#### Source document ####
At 60,000ft, Concorde’s operating altitude, you could see the curvature of the Earth and at such heights and speeds, John informs me, rather strange things would happen. ‘I used to pinch myself, sitting up there, above the weather and the wind. There was no feeling of speed, no concept of it,’ he says wistfully.
‘The only time you would notice how fast you were going was when you overtook a 747, 20,000ft below you, and it looked as if it was flying backwards.’
When John flew the 7pm flight from London to New York City, he’d take off in darkness. Halfway across the Atlantic, he’d catch up with the sun and, by the time he landed in the USA, he could enjoy his second sunset of the day.
‘The problem that Dulles had wasn’t noise, but the coachloads of people who turned up at the airfield fence to watch it take off and land’
I never heard Concorde when I lived in New York. For a long time, it didn’t visit at all. The Americans refused to let it take off and land for much of its early career, citing safety concerns for local residents. However, the real reason, as British Airways knew then and John confirms, was jealousy.
‘The Americans were very envious of the fact that we’d done it,’ he believes. ‘At Dulles airport [near Washington DC], they finally decided to give Concorde a chance. It was a six-month trial in 1976. Of course, the problem that Dulles had wasn’t noise, but the coachloads of people who turned up at the airfield fence to watch it take off and land.’
Concorde was never just for the British or the French. It was for everyone. As with the Moon landings, it was the pinnacle of human endeavour at the time.
It was another year before flights to New York began, such was the New York Port Authority’s stubbornness. It set tests that Concorde could surely never pass: would it be able to take off from JFK, climb fast enough and turn quickly enough to avoid flying over residential areas? You know the answer – in the words of the authority chairman, ‘the damn thing didn’t even trip our noise meters’ and the iconic route of London to New York, in less than 3½ hours, began in 1977.
#### Exercise data ####
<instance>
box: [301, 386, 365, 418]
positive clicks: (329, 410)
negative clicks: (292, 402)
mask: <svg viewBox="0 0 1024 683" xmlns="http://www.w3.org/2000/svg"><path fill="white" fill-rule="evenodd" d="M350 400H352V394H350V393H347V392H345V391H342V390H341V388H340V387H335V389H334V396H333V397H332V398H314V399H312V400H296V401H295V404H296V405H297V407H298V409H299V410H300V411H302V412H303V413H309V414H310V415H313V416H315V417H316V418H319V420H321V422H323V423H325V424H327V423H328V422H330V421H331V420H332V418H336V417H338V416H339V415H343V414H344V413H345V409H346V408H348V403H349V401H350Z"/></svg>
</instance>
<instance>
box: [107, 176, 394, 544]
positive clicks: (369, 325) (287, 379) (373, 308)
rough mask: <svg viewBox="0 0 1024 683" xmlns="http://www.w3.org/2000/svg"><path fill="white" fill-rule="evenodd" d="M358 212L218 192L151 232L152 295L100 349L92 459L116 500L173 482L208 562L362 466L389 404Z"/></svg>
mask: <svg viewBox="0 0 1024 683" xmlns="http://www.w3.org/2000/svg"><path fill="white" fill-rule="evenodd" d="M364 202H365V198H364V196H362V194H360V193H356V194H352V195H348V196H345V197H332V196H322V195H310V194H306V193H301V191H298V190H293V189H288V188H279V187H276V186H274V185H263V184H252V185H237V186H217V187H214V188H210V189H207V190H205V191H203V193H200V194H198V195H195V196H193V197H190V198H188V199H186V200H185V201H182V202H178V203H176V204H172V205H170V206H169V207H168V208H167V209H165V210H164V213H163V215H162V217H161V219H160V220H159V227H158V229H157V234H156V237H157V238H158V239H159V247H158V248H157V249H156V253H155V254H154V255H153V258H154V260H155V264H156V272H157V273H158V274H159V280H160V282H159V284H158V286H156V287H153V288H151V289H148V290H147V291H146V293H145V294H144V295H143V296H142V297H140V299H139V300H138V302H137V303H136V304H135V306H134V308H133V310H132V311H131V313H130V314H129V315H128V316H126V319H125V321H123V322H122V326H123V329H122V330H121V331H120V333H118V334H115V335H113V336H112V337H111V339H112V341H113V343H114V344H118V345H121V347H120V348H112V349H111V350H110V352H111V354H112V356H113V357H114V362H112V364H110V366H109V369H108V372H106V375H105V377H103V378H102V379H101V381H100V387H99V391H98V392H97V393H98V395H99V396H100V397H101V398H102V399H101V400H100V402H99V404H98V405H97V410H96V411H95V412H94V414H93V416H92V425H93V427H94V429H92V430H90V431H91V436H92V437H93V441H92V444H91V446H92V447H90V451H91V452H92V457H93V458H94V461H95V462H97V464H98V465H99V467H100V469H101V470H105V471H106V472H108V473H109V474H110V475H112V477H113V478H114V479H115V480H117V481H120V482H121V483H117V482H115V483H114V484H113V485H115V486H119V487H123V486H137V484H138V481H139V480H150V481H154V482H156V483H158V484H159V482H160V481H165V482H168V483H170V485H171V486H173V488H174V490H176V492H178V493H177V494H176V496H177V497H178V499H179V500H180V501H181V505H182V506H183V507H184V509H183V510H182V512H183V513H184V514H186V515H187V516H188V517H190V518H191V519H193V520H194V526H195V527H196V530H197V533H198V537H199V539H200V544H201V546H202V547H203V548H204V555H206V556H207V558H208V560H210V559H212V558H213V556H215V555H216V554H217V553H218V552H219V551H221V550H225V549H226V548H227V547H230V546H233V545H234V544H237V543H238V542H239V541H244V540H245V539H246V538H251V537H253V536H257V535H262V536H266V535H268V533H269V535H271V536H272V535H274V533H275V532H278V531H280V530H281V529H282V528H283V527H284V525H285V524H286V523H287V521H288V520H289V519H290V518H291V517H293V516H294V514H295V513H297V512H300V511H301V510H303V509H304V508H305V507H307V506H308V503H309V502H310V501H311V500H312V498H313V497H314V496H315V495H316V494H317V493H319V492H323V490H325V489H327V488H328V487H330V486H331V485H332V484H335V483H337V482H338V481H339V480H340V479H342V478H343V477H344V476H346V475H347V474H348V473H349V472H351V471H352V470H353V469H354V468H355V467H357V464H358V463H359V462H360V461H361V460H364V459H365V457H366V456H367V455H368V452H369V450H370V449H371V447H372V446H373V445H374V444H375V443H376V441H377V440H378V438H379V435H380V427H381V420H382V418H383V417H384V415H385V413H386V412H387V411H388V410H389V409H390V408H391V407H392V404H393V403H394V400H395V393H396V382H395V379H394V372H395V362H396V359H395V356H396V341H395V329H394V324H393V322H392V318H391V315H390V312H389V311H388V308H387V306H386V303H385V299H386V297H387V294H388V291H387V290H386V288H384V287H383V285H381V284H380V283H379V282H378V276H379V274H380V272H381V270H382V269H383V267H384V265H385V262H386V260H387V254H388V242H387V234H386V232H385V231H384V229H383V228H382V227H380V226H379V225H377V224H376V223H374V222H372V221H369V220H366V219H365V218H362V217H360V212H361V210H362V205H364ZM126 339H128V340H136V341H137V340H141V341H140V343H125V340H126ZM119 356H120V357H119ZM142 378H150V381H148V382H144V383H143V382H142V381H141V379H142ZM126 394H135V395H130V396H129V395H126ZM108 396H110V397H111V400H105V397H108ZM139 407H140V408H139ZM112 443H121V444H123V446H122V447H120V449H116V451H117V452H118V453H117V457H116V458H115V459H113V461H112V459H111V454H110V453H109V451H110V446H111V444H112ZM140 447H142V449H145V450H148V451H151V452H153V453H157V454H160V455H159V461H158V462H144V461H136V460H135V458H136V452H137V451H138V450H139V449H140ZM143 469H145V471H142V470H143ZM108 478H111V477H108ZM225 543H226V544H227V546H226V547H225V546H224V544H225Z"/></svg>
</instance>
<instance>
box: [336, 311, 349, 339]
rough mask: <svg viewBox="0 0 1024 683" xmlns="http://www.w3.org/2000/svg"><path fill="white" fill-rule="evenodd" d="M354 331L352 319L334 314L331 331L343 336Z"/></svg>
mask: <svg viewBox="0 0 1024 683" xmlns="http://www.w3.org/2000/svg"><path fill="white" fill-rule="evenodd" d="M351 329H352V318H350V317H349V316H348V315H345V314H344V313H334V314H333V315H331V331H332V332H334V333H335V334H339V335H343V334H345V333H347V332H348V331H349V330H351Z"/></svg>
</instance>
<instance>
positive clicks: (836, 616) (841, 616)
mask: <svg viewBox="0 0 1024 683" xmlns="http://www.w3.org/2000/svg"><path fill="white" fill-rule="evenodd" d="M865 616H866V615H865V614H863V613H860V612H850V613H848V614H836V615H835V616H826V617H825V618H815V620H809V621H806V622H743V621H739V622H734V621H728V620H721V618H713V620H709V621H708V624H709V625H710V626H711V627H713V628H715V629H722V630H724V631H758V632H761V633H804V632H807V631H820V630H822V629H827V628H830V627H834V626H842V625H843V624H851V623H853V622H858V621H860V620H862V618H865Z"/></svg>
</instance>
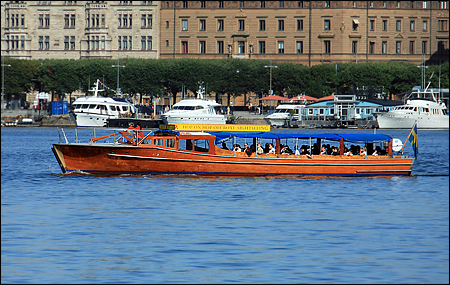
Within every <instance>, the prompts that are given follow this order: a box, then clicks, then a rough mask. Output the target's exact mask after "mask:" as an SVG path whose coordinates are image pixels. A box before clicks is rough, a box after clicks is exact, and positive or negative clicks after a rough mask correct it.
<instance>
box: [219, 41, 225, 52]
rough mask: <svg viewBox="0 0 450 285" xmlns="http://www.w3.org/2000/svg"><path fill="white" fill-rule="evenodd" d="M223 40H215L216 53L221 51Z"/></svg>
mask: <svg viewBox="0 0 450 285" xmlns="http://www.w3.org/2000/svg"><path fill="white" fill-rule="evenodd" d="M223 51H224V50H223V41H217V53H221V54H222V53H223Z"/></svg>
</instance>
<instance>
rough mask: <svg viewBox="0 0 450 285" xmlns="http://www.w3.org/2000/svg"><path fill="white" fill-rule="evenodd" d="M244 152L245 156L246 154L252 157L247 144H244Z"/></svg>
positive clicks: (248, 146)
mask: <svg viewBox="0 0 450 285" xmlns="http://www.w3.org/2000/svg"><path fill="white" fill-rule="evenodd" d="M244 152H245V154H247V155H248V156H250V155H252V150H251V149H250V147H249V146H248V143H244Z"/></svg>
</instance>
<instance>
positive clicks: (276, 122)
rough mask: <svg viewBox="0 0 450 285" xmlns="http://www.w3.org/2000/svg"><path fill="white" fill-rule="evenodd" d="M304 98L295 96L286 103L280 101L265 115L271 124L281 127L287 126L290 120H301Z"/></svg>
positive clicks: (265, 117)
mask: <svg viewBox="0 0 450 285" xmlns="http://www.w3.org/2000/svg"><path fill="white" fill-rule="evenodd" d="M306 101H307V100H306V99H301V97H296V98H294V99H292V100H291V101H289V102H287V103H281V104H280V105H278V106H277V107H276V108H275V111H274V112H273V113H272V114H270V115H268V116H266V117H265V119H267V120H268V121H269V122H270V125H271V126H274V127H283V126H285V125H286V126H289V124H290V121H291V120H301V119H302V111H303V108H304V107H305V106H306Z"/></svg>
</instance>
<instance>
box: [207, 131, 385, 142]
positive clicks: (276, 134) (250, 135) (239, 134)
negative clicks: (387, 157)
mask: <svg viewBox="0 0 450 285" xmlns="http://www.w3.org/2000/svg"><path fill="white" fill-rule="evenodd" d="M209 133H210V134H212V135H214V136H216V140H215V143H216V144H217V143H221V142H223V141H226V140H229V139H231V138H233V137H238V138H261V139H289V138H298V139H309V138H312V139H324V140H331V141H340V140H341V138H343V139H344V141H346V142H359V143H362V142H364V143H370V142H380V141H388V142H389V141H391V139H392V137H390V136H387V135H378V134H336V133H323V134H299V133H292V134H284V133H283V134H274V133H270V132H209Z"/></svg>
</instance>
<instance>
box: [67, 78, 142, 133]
####
**Tasks and exercises**.
A) According to the Concorde text, in what year did the six-month trial at Dulles airport take place?
B) Please continue the Concorde text, picking up after its final paragraph.

**Responses by task**.
A) 1976

B)
‘At a time of crippling national debt, blackouts and strikes, Concorde kept flying’
For the great and the good of the 1970s, 1980s and 1990s, Concorde was the only way to fly. Whether it was The Queen, the Queen Mother, the Pope or Victoria Beckham, standard class simply wouldn’t do. Pavarotti was also a passenger and any aircraft that could tow him along at twice the speed of sound was clearly special.
At a time of crippling national debt, blackouts and strikes, Concorde kept flying. It was something that the British people could get behind.
Jeremy Clarkson agrees. ‘It’s been argued that Concorde was for the elite, but this is nonsense,’ he says.
‘The whole project was pushed through by the old Communist Tony Benn and you can tell. Life for the toffs and the industrialists on board was noisy, uncomfortable and cramped.
‘But for those on the ground, looking up, it was wondrous and magnificent and as stirring as a bit of Elgar. Tony Blair would have called it “the people’s plane”. And he’d have been right – for once.’
It wasn’t only those on the ground who adored her, but those on board as well. ‘Once you got on Concorde, you were seduced by her,’ reflects John. ‘Everybody involved – crew, ground engineer or dispatcher – was passionate about that aeroplane and they would do anything for it.’
Life on board may have been cramped and noisy, but the customers were treated like royalty. There were post-takeoff drinks, a full lunch service with the finest wines and it was all chased down by fresh coffee and sweets. ‘In the early days, we had cigars,’ chuckles John. ‘The place took on the atmosphere of a gentleman’s club.’
‘It should have retired, at its peak, with dignity’
Concorde inspired those involved to hold the highest possible standards. ‘We were elite and elitists. We were proud – proud of the aeroplane and proud of the fact that we were a part of it.’
It seems strange to think that flying at 1,350mph in a lounge suit is an endeavour of the past and not the future. Life is about moving forwards, improving ourselves, but, with the loss of Concorde, it feels as if we’ve gone backwards. The crash in Paris, in 2000, had a major part to play.
‘British Airways understood very well that, if there was ever an accident, it would spell the aeroplane’s doom. History proved that to be true,’ John sighs.
‘I was terribly sad when the plane was grounded – it had at least another 10 years left in it. It should have retired, at its peak, with dignity.’
Supersonic passenger travel isn’t finished, but it will be a long time before we see it again. NASA and others are working on designs for a smaller supersonic airliner that will be efficient and economical – words that would never have been associated with Concorde. However, even with all the advances in technology and design of the past half-century, one thing remains the same: the shape.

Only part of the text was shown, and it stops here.